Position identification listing
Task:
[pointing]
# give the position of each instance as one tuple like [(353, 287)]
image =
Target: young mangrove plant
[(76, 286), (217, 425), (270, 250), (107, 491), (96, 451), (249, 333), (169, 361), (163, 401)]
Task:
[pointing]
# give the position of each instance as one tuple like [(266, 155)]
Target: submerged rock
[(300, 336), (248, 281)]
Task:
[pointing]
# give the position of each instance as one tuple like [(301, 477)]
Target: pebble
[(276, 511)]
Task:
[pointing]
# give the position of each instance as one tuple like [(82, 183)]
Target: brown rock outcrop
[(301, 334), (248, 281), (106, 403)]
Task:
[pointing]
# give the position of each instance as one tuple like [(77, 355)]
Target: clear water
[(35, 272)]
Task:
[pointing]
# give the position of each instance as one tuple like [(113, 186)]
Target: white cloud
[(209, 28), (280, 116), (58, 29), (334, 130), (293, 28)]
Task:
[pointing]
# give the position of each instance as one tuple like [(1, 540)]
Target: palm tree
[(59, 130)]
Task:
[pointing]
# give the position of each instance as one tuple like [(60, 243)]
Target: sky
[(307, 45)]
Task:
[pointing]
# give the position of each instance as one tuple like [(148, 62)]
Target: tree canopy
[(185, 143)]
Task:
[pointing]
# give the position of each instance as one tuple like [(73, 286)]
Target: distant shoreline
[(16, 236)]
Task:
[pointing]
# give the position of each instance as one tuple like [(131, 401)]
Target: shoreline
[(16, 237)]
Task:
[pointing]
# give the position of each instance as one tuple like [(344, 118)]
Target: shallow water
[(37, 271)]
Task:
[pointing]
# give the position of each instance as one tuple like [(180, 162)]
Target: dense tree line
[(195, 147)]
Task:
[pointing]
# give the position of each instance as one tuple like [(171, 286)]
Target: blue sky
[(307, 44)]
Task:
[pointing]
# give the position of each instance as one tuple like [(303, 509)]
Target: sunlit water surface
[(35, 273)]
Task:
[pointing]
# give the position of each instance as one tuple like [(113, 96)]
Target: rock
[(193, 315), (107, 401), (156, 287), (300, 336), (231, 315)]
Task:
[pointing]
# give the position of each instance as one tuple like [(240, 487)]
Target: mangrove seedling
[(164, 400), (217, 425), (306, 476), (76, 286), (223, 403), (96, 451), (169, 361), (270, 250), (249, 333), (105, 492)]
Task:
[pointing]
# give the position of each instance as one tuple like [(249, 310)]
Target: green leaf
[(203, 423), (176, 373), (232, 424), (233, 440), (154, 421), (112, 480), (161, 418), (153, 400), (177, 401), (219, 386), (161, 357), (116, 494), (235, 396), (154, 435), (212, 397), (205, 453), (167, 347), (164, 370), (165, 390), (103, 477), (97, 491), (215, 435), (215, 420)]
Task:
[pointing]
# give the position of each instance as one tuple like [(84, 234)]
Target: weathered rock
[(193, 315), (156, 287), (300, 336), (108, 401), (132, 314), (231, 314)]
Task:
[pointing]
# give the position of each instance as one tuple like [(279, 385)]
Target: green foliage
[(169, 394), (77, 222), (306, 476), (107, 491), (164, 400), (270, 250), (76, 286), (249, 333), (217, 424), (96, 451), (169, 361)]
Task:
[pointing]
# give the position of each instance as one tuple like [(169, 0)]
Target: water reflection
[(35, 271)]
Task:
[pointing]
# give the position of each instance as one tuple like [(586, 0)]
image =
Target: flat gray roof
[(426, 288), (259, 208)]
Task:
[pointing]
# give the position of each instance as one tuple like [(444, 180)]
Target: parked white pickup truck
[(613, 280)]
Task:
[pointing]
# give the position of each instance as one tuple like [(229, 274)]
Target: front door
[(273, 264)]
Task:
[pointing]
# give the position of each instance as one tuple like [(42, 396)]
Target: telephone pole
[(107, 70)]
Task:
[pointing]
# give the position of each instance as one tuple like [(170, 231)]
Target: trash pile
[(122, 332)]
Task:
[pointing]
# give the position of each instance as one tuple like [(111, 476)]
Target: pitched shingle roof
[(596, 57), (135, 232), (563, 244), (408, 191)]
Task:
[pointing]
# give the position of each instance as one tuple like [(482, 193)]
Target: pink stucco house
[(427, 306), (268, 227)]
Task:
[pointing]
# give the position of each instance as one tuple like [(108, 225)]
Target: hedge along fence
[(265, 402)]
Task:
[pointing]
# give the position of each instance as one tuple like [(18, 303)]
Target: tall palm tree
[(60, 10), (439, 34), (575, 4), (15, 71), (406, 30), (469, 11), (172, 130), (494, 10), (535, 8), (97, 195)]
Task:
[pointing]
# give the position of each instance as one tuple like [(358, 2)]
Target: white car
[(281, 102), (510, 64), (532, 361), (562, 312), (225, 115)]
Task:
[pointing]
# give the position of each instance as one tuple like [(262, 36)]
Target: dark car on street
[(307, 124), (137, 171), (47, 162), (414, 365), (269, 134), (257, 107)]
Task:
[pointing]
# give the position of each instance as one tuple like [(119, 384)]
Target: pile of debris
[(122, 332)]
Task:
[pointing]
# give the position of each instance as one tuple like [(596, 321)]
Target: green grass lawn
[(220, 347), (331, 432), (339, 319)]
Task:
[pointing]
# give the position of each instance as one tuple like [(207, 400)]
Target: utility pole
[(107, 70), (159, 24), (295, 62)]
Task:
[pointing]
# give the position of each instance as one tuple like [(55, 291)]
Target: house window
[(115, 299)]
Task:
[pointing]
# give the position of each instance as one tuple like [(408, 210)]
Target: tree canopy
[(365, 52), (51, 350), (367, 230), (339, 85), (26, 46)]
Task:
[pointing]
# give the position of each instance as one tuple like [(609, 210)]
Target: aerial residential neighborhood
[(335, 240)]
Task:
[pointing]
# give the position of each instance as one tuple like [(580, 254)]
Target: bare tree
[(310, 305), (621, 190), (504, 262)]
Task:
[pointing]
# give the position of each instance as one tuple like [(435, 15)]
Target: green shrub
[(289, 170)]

● **The problem**:
Rescale the listing from its start through the line containing "[(59, 130)]". Write out every line, requests included, and multiply each coordinate in the answers by 0.4, rounding to whole numbers with halves rounded up. Leave the requests and their sample tuples unchanged.

● **Solution**:
Task:
[pointing]
# give the position of each instance as one tuple like [(353, 287)]
image =
Target: young mangrove plant
[(30, 114), (87, 170), (108, 100), (43, 196), (38, 180), (100, 133), (68, 144), (65, 160)]
Task:
[pointing]
# give the position of each instance as one tuple like [(266, 155)]
Target: submerged rock
[(120, 134), (99, 112)]
Task:
[pointing]
# give the position of each instance as one tuple like [(301, 477)]
Target: pebble
[(110, 204)]
Task:
[pointing]
# give the position of each instance as one tuple like [(82, 183)]
Target: brown rock outcrop
[(120, 134), (99, 112), (42, 161)]
Task:
[pointing]
# give the position of each instance as one tuple like [(77, 355)]
Target: clear water
[(14, 109)]
Task:
[pointing]
# give the position of each instance as one tuple like [(113, 186)]
Target: white cloud
[(84, 11), (112, 46), (23, 12), (134, 52), (117, 11)]
Task:
[pointing]
# give the position of each instance as one tuple like [(1, 540)]
Target: palm tree
[(24, 52)]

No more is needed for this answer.